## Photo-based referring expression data
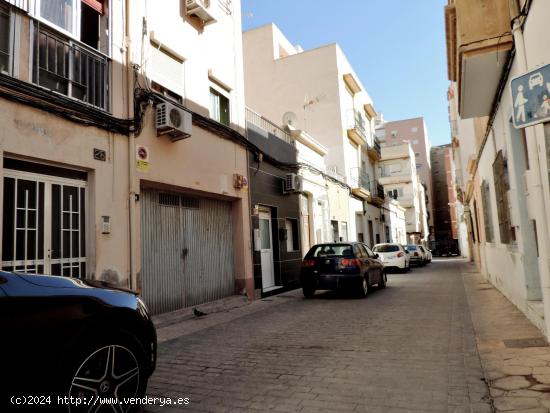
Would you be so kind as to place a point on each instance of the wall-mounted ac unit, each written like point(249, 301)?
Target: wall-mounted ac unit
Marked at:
point(292, 183)
point(201, 9)
point(173, 121)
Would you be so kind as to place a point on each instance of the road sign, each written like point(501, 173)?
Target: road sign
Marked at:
point(531, 97)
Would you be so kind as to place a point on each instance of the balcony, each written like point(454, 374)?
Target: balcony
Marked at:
point(478, 45)
point(356, 128)
point(70, 68)
point(266, 125)
point(377, 196)
point(360, 184)
point(374, 151)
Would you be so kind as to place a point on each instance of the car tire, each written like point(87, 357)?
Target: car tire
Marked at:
point(112, 366)
point(364, 288)
point(308, 292)
point(383, 282)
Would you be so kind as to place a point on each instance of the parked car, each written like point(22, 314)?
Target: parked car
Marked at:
point(70, 337)
point(393, 256)
point(415, 254)
point(341, 265)
point(427, 253)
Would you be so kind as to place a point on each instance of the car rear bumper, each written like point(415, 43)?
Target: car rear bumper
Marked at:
point(331, 281)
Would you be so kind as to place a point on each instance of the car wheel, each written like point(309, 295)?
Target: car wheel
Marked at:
point(383, 281)
point(308, 291)
point(114, 367)
point(364, 288)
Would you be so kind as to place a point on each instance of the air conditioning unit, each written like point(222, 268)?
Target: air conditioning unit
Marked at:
point(292, 183)
point(201, 9)
point(173, 121)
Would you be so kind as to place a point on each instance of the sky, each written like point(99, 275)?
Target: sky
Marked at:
point(396, 47)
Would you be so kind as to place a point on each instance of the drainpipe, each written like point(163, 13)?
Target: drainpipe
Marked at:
point(536, 189)
point(131, 152)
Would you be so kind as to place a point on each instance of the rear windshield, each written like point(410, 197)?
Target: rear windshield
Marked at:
point(386, 248)
point(339, 250)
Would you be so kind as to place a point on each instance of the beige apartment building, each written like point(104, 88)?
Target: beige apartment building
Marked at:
point(414, 131)
point(318, 91)
point(501, 170)
point(398, 174)
point(122, 142)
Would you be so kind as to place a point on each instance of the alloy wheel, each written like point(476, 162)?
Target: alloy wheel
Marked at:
point(109, 372)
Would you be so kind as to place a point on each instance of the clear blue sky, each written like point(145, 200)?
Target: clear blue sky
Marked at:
point(397, 47)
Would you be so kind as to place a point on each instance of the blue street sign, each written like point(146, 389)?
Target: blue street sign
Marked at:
point(531, 97)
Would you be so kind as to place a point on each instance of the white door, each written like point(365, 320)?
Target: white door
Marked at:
point(44, 224)
point(266, 251)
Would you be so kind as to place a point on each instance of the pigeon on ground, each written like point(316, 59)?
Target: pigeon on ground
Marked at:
point(198, 313)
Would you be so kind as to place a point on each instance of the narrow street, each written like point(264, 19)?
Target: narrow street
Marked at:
point(410, 347)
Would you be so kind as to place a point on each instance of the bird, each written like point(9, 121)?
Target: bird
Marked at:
point(198, 313)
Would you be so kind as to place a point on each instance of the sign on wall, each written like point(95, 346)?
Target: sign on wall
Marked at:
point(531, 97)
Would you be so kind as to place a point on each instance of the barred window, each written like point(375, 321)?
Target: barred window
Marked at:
point(486, 205)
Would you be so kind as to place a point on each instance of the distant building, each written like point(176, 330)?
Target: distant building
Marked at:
point(398, 175)
point(413, 131)
point(445, 224)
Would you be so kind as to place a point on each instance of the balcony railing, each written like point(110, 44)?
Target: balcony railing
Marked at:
point(258, 120)
point(360, 179)
point(72, 69)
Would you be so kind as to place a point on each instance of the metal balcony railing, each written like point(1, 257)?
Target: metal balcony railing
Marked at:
point(70, 68)
point(258, 120)
point(360, 179)
point(378, 189)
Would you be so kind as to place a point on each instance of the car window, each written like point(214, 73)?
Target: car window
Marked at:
point(362, 250)
point(386, 248)
point(331, 250)
point(371, 254)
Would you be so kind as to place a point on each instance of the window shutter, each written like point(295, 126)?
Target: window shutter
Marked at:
point(97, 5)
point(502, 198)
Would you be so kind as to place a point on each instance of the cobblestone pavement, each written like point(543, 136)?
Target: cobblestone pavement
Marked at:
point(514, 354)
point(408, 348)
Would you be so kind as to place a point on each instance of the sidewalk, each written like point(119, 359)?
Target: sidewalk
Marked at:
point(514, 354)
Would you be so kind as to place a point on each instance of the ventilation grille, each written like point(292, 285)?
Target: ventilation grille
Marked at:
point(175, 200)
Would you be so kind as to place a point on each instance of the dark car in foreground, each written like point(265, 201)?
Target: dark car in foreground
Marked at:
point(66, 337)
point(350, 265)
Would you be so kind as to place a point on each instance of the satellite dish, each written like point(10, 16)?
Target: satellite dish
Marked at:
point(290, 119)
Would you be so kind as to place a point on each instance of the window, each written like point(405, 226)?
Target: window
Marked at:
point(292, 243)
point(486, 205)
point(5, 49)
point(501, 194)
point(70, 69)
point(344, 231)
point(219, 107)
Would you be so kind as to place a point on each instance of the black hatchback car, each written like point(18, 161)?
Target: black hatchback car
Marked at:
point(65, 337)
point(341, 265)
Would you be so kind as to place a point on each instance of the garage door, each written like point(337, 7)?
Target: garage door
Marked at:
point(187, 250)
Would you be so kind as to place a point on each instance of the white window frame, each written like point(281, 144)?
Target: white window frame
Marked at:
point(11, 40)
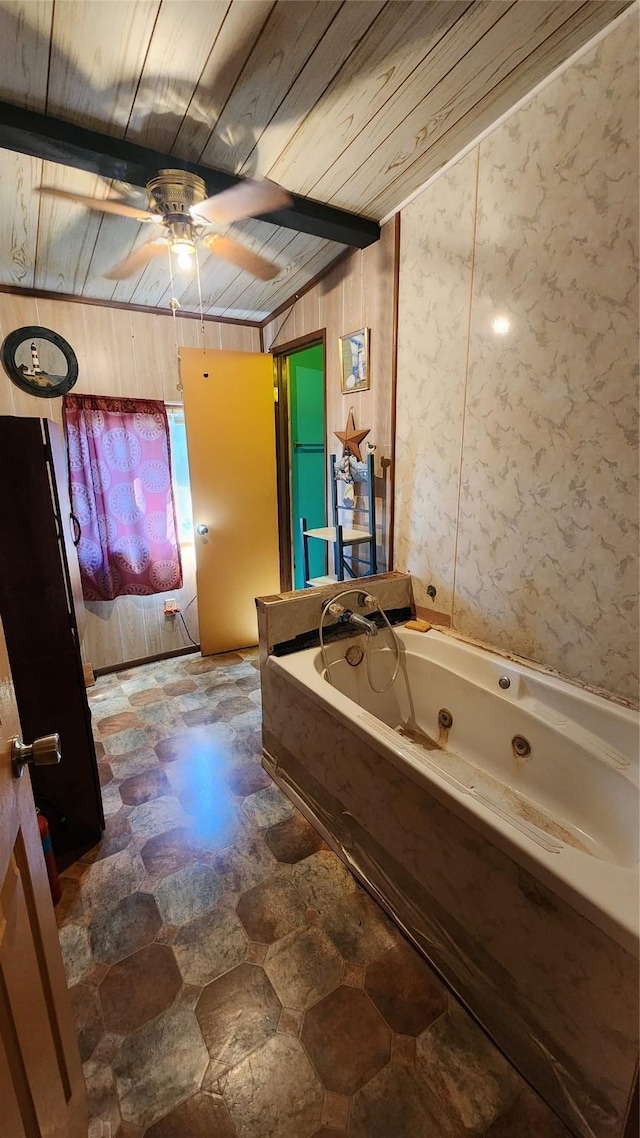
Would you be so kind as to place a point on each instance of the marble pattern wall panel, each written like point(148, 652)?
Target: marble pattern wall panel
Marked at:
point(547, 538)
point(435, 293)
point(539, 554)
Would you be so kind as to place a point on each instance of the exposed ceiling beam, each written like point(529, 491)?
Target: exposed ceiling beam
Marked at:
point(55, 140)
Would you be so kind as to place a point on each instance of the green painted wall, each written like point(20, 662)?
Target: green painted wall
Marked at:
point(306, 409)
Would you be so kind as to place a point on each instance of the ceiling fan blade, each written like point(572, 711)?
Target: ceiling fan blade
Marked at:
point(105, 205)
point(247, 199)
point(243, 257)
point(138, 260)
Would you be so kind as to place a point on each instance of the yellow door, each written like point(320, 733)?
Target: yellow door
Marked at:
point(41, 1082)
point(231, 442)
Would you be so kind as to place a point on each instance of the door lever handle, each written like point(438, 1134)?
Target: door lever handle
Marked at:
point(42, 752)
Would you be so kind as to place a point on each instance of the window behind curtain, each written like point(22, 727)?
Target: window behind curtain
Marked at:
point(122, 496)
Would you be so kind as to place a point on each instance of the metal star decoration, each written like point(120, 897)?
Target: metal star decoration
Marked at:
point(352, 437)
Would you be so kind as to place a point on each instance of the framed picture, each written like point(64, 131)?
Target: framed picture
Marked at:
point(39, 361)
point(354, 362)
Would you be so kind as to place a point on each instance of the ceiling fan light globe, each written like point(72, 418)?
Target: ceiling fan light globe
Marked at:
point(185, 256)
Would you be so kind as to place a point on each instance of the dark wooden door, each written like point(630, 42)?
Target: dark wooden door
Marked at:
point(41, 1082)
point(37, 587)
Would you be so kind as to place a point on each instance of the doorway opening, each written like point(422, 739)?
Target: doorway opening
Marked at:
point(301, 453)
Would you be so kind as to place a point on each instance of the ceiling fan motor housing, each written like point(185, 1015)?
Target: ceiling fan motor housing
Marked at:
point(174, 191)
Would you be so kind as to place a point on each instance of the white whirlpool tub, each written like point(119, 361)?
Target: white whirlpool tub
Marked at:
point(499, 824)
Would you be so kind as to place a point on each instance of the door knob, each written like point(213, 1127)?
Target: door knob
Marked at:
point(42, 752)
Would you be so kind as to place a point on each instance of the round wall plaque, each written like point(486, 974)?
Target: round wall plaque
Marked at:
point(39, 361)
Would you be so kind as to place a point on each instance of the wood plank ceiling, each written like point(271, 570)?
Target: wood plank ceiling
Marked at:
point(354, 104)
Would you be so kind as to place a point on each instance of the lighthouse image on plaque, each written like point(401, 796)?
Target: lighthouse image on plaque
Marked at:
point(35, 373)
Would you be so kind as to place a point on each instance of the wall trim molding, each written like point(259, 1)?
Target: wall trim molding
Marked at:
point(108, 668)
point(306, 288)
point(633, 7)
point(301, 341)
point(68, 297)
point(395, 318)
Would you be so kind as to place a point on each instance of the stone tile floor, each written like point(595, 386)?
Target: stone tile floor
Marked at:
point(229, 978)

## Requirement
Filter the records for lines containing the word "window" and copy each one.

## Output of the exercise
Would you be so kind as to place a point on each instance of the barred window, each written like point(375, 321)?
Target: barred window
Would you be so kind as to place a point on each instance of the car window, each written like point(214, 73)?
Target: car window
Would you be so kind as to place a point on each instance of the window shutter, each written like point(295, 126)?
Target: window shutter
Would you be so kind as to place a point on each instance of the window, each written like point(405, 226)?
Target: window
Would you be so kind as to place a point on each instance of the white window frame, each written like point(281, 144)?
Target: white window frame
Would you be so kind as to place a point on each instance of the window behind curtain, each written like point(22, 727)?
Target: window behind curtain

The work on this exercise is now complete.